Verifying reported allergies necessary to improve outcomes, prevent antibiotic resistance
WEDNESDAY, Jan. 16, 2019 (HealthDay News) — A new review, published in the Jan. 15 issue of the Journal of the American Medical Association, addresses best practices for the evaluation and management of reported penicillin allergies.
Erica S. Shenoy, M.D., Ph.D., from Massachusetts General Hospital in Boston, and colleagues from the American Academy of Allergy, Asthma & Immunology, the Infectious Diseases Society of America, and the Society for Healthcare Epidemiology of America conducted a review of the literature and of published professional society guidelines to produce a consensus manuscript.
The authors note that direct amoxicillin challenge is appropriate for patients with low-risk allergy histories, which includes patients having isolated nonallergic symptoms such as gastrointestinal symptoms, patients solely with a family history of a penicillin allergy, patients with symptoms of pruritus without rash, or patients with unknown reactions >10 years ago. Moderate-risk patients, including those with urticaria or other pruritic rashes and reactions with features of Immunoglobulin E-mediated reactions, can be evaluated with penicillin skin testing, which carries a negative predictive value >95 percent and approaches 100 percent when combined with amoxicillin challenge.
“If such allergies are routinely evaluated, patients will not needlessly avoid the beta-lactams that may be the best treatment for their infection and reduce the development of antibiotic resistance,” a coauthor said in a statement.

+-------+

_Assignment 1_
Rewrite the penicillin allergy article starting at "Erica S. Shenoy, M.D., Ph.D., from" and stopping after "a consensus manuscript.", with "colleagues" replaced by "collaborators".
_Assignment 2_
According to the penicillin allergy article, what negative predictive value does penicillin skin testing carry?
Rely only on the penicillin allergy article.

+-------+

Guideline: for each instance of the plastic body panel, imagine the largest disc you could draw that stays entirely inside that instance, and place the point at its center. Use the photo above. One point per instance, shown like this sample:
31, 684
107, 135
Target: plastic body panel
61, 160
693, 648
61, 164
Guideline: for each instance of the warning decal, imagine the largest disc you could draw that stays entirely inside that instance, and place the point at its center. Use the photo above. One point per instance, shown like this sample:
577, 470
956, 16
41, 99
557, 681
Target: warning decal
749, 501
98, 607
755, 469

+-------+

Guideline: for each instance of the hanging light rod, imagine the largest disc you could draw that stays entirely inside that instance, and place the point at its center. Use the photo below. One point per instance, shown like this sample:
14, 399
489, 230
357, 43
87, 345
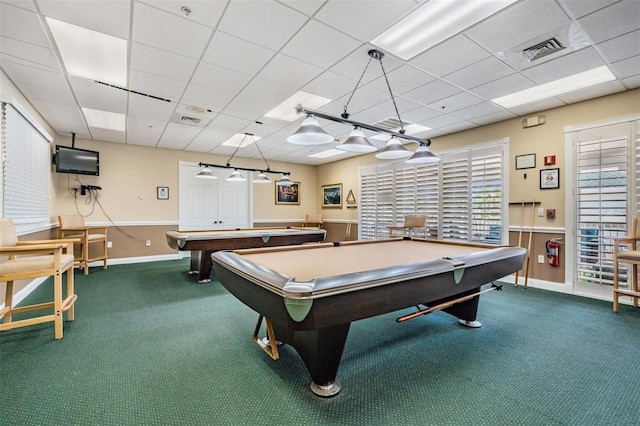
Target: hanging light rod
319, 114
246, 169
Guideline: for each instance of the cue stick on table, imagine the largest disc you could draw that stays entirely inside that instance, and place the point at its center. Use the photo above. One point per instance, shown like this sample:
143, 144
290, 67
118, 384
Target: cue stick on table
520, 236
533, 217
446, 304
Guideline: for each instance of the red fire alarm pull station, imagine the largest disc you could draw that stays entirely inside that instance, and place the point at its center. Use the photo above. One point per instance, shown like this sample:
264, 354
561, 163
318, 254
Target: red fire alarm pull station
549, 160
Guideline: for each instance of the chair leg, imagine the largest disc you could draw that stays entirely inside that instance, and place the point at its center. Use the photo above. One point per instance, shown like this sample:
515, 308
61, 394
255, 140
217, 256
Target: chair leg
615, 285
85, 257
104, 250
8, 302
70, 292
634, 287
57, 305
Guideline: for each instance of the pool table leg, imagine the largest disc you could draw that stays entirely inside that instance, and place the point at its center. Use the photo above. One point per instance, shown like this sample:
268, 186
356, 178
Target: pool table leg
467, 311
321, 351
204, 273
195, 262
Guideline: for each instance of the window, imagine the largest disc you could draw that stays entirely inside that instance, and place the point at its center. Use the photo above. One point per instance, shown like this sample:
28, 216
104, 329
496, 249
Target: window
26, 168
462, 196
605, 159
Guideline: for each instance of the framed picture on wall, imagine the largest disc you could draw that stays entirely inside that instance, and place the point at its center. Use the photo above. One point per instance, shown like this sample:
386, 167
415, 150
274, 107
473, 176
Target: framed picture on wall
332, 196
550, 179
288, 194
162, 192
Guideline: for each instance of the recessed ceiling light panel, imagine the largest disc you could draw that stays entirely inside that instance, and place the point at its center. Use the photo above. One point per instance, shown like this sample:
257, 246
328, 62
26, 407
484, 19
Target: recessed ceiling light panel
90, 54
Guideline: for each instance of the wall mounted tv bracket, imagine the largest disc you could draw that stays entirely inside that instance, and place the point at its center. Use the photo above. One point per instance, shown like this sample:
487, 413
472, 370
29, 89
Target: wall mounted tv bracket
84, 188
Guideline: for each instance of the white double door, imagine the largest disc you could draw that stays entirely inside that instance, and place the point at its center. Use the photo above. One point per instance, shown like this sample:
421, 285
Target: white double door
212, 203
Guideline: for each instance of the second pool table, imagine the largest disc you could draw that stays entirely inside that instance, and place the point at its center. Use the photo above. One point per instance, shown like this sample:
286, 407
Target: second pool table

+-------+

_Your response 1_
Erica S. Shenoy, M.D., Ph.D., from Massachusetts General Hospital in Boston, and collaborators from the American Academy of Allergy, Asthma & Immunology, the Infectious Diseases Society of America, and the Society for Healthcare Epidemiology of America conducted a review of the literature and of published professional society guidelines to produce a consensus manuscript.

_Your response 2_
Greater than 95 percent, approaching 100 percent when combined with amoxicillin challenge.